Task inputs –
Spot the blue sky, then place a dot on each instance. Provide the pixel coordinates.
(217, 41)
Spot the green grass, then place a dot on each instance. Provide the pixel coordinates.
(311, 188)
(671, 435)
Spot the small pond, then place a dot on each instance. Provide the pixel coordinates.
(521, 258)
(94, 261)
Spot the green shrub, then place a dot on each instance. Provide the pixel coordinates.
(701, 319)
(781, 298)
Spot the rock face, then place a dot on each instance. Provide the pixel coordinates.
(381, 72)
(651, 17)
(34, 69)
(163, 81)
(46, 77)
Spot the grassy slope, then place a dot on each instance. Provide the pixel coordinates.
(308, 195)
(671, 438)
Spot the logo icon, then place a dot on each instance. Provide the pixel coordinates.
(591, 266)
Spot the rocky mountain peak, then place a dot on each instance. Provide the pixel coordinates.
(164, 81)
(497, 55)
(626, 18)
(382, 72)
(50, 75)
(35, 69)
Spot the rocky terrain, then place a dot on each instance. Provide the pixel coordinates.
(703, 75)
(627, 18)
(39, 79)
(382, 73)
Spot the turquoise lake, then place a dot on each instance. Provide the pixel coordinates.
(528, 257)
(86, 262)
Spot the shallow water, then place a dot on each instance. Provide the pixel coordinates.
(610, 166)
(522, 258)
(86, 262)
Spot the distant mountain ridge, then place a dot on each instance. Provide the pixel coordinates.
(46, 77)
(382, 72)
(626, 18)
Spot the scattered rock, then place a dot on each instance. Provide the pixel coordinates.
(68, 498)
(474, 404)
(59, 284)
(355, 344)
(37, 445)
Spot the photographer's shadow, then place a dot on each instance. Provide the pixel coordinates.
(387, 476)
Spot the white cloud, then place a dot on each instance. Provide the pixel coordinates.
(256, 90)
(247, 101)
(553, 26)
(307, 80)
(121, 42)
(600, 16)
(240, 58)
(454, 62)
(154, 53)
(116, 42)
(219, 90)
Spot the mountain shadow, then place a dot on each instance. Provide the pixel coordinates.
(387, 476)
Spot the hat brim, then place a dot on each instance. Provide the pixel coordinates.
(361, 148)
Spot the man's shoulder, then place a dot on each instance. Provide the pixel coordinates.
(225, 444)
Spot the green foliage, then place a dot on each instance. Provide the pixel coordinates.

==

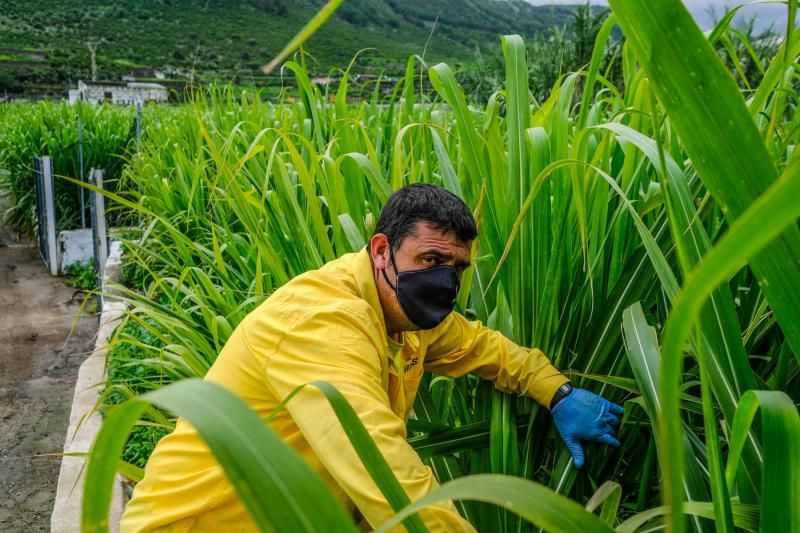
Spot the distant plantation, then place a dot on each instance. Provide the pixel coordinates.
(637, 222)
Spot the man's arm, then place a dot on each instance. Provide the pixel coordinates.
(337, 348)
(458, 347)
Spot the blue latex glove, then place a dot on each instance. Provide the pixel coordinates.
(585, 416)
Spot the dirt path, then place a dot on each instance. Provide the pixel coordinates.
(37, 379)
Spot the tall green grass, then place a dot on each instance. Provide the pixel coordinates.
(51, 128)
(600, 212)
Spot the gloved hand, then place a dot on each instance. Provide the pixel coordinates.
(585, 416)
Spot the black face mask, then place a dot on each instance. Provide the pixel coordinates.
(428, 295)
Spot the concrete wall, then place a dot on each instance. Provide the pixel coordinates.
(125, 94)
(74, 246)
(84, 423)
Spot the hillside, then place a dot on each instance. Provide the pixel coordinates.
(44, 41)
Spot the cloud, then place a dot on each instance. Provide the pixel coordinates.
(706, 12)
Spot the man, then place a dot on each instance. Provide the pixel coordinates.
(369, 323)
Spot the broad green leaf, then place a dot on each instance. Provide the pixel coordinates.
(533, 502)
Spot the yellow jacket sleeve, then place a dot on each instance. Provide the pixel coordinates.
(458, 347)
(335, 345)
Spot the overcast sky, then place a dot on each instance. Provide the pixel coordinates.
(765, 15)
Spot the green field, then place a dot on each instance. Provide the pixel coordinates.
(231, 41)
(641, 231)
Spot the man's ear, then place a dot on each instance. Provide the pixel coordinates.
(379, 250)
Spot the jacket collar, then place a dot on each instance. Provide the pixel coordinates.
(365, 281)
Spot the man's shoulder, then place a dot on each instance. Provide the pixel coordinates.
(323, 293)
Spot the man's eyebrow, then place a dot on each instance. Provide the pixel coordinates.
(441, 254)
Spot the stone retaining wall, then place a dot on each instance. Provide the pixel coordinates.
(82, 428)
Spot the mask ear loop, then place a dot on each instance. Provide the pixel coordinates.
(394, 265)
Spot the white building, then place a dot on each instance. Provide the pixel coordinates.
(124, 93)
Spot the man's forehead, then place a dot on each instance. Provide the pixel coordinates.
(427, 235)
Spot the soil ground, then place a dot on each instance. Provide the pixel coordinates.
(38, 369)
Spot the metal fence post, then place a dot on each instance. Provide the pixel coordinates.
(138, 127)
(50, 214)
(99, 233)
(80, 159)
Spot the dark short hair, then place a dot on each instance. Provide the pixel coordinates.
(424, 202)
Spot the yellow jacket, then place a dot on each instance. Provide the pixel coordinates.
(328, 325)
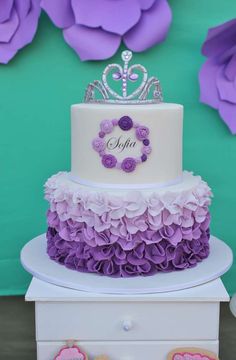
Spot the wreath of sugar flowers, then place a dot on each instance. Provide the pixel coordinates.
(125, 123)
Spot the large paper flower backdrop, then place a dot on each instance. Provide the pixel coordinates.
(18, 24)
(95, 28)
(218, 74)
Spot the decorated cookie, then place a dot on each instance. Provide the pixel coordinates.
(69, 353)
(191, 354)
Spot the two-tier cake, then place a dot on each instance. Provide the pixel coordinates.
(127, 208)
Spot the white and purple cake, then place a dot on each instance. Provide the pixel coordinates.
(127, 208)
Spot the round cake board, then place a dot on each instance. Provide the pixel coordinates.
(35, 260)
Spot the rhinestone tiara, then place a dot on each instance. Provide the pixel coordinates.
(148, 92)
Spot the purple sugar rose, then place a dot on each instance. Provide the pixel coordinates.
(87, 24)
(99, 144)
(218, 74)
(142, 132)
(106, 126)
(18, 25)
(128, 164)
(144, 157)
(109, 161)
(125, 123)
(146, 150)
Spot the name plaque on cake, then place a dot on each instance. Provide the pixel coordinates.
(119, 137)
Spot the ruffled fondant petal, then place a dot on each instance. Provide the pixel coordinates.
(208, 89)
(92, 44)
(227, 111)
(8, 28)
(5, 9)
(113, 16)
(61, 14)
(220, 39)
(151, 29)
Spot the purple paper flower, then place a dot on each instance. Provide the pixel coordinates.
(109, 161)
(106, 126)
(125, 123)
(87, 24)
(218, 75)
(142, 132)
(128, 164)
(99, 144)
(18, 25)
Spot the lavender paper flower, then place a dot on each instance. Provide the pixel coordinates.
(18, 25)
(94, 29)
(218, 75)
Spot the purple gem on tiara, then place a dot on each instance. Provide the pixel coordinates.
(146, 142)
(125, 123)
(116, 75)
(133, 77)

==

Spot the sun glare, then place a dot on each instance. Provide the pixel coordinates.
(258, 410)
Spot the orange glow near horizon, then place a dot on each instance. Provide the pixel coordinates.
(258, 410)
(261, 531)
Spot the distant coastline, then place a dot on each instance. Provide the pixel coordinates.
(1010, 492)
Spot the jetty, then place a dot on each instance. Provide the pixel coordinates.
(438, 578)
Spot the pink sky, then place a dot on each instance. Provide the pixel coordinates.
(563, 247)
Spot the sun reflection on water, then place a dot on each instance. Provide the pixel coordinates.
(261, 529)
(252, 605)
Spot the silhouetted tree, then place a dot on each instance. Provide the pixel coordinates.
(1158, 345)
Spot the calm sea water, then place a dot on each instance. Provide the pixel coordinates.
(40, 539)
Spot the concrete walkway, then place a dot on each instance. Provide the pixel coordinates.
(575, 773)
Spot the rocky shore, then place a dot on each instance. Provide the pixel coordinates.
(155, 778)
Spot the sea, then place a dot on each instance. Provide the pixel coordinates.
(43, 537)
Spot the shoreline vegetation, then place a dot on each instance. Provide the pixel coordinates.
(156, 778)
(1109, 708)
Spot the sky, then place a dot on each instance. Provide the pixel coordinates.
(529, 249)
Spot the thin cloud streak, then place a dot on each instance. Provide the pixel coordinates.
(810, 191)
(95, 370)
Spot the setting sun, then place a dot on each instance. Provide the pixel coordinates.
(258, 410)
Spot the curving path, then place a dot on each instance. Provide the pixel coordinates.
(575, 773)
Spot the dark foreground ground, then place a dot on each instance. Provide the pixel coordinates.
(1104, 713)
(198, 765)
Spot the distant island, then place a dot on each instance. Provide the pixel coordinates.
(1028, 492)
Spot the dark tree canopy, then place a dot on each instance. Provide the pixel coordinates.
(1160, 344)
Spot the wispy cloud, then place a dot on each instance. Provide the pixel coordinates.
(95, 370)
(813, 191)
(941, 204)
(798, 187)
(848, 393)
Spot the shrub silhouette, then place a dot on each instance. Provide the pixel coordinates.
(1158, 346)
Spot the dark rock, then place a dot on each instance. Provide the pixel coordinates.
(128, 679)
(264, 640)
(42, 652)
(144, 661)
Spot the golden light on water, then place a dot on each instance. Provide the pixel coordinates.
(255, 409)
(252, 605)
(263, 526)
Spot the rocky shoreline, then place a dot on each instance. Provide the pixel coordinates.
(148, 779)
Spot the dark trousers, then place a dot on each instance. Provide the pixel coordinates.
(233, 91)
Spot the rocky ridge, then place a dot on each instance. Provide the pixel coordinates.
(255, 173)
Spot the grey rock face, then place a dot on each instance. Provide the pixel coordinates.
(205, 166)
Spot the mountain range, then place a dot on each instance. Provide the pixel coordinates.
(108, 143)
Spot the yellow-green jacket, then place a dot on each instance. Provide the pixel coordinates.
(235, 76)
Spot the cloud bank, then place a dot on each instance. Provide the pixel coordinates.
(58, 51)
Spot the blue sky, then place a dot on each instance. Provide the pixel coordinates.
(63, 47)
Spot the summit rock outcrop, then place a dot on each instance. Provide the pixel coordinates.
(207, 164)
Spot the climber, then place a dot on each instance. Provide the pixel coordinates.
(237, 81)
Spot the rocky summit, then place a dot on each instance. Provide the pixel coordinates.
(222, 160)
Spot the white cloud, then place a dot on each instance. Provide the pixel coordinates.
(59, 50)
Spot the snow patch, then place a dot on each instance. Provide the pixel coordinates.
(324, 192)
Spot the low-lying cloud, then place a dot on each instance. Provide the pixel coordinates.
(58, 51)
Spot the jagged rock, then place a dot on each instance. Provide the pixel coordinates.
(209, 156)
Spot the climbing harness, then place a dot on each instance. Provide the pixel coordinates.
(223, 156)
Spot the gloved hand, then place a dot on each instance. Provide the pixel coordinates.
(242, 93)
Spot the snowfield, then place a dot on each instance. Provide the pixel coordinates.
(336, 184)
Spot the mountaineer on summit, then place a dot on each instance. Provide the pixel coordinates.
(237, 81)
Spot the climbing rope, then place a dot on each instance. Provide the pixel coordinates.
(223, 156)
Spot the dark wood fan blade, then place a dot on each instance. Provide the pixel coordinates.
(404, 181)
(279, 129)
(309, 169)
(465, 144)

What is needed –
From the records above, print only the lines between the one holding "Spot the small" and the one holding "Spot the green foliage, then", inclusive, exactly as they stand.

Answer to this problem –
Spot the small pond, then place a dot on each instance. Provide the pixel coordinates.
(521, 258)
(94, 261)
Spot the green shrub, then place a dot on each instance. Provide the pixel coordinates.
(701, 319)
(781, 298)
Spot the rock face, then place a dot on each instance. Provide the pixel coordinates.
(381, 72)
(651, 17)
(34, 69)
(163, 81)
(46, 77)
Spot the grassy slope, then place a dot on each instance. Provide the pixel coordinates.
(308, 195)
(671, 438)
Spot the logo icon, then place a dot on each instance. Provide the pixel coordinates.
(591, 266)
Spot the rocky mountain peak, then place a dot on each instance. Provide the pixel coordinates.
(164, 81)
(497, 55)
(626, 18)
(382, 72)
(50, 75)
(35, 69)
Spot the rocky terrain, then place a dot on each instance. Provide the pixel coordinates.
(703, 75)
(627, 18)
(39, 79)
(382, 73)
Spot the turquoise lake, then place a dot on each instance. Provide the pixel coordinates.
(528, 257)
(86, 262)
Spot the shallow water, then place a dot on each instance. Provide the pixel coordinates.
(610, 166)
(522, 258)
(86, 262)
Spot the distant mountain ridge, then place a dot on each instance. Provide the pixel coordinates.
(46, 77)
(382, 72)
(626, 18)
Spot the scattered rock, then place a dot on each instance. Provide the pixel coordinates.
(68, 498)
(474, 404)
(59, 284)
(355, 344)
(37, 445)
Spot the photographer's shadow, then place a dot on each instance. Provide the pixel coordinates.
(387, 476)
Spot the white cloud, then place a dot on each instance. Provide the pixel coordinates.
(256, 90)
(247, 101)
(553, 26)
(307, 80)
(121, 42)
(600, 16)
(240, 58)
(454, 62)
(154, 53)
(116, 42)
(219, 90)
Spot the mountain shadow, then place a dot on each instance. Provide the pixel coordinates.
(387, 476)
Spot the hat brim, then place a dot on each instance. Provide the pixel coordinates.
(361, 148)
Spot the man's shoulder, then place a dot on each instance. Provide the pixel coordinates.
(225, 444)
Spot the green foliage, then place a dot on each instance. Provide the pixel coordinates.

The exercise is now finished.